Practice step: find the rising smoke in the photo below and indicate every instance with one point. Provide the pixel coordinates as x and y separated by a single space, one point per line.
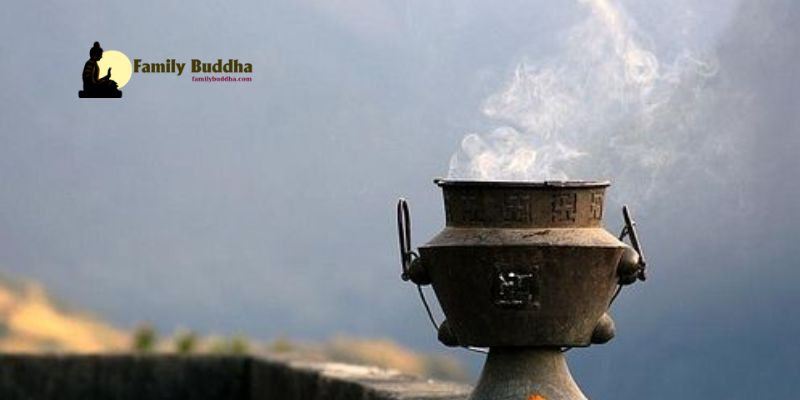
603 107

==

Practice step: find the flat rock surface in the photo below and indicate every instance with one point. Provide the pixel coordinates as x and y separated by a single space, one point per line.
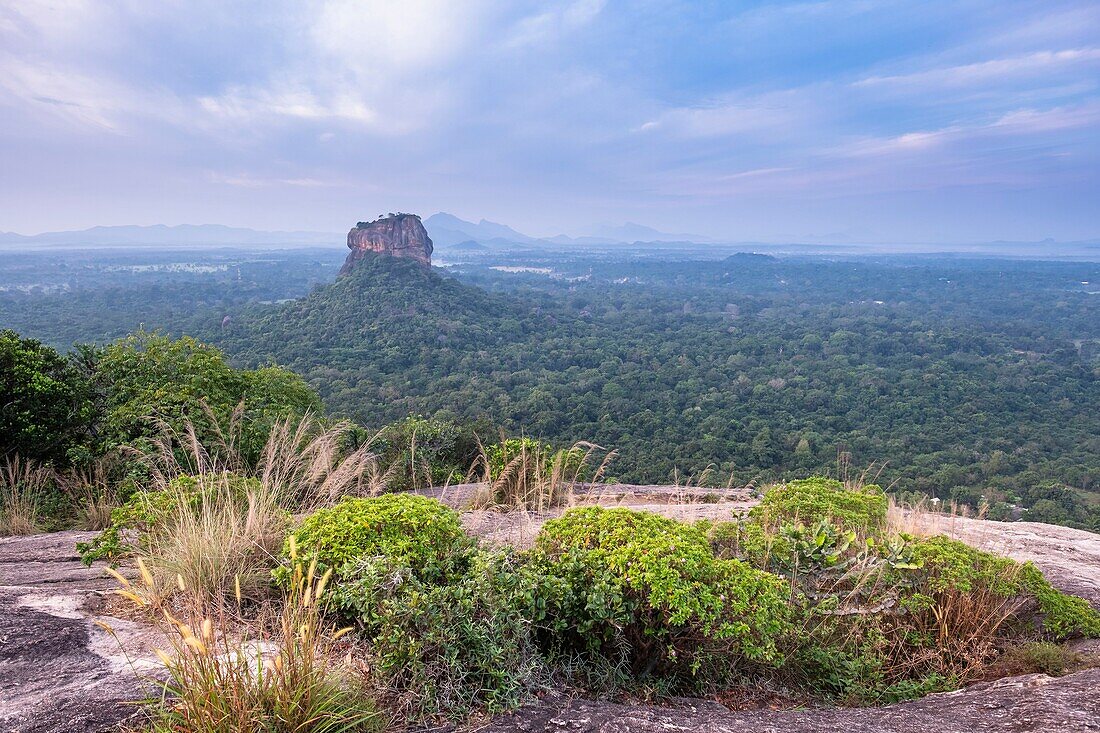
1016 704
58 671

...

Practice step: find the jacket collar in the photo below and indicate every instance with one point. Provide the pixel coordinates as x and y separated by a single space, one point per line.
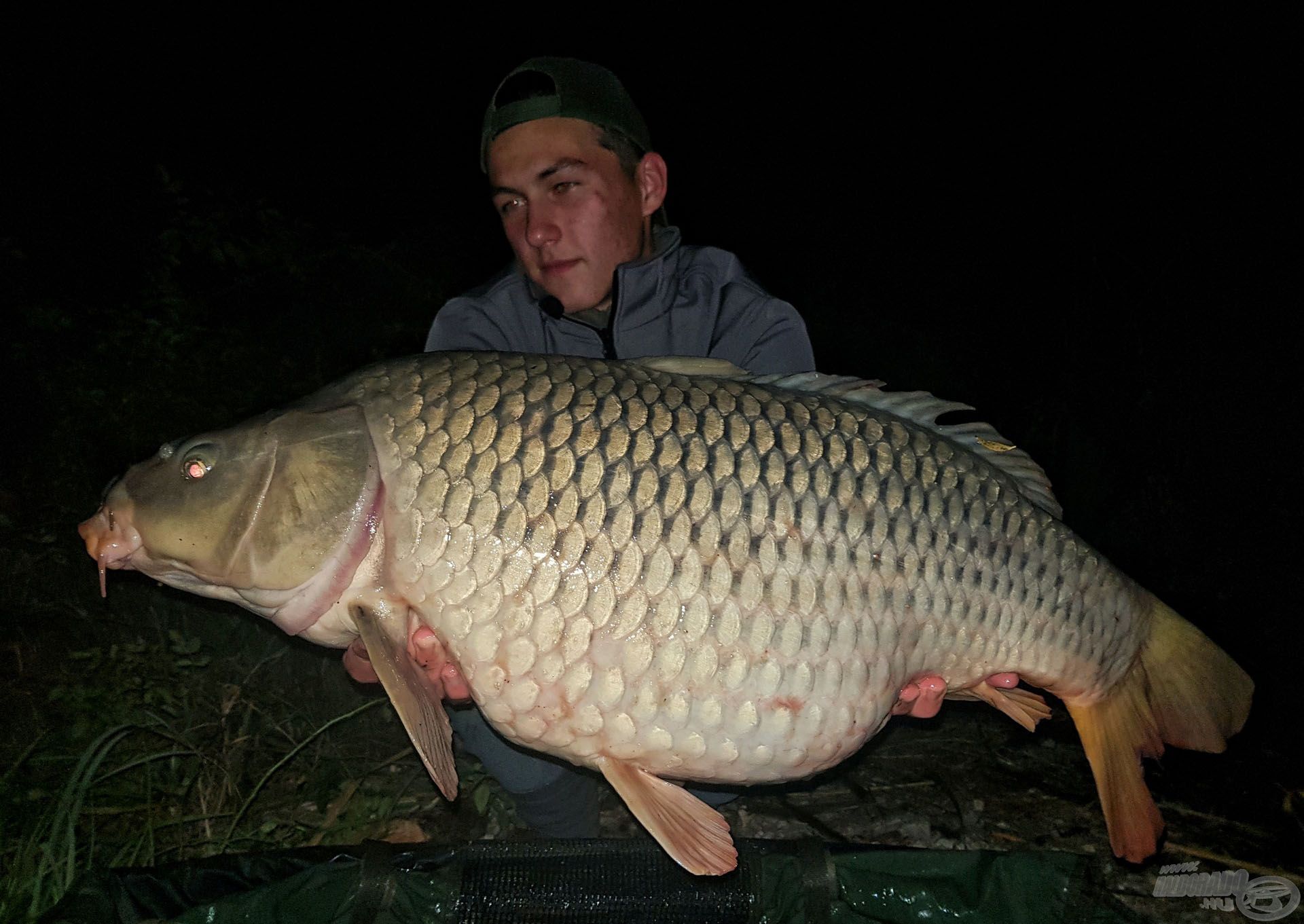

• **What to work on**: Please collect every line of the records that contains the word "instance".

• **Written answer**:
Practice step: find the rising smoke in the photo below and indicate every instance with one point. Provide the pixel coordinates as x and y separated by a single space, one point per line.
Practice step: find the flat rock surface in the photo below and indicate every instance with one point. Provide the pixel coordinates as x and y separated by a single space, one point per line.
Practice step: find the jacket collar in the photo below and indicate every instance with one point. Provide the pixel coordinates as x and y separated by a single space, one point per line.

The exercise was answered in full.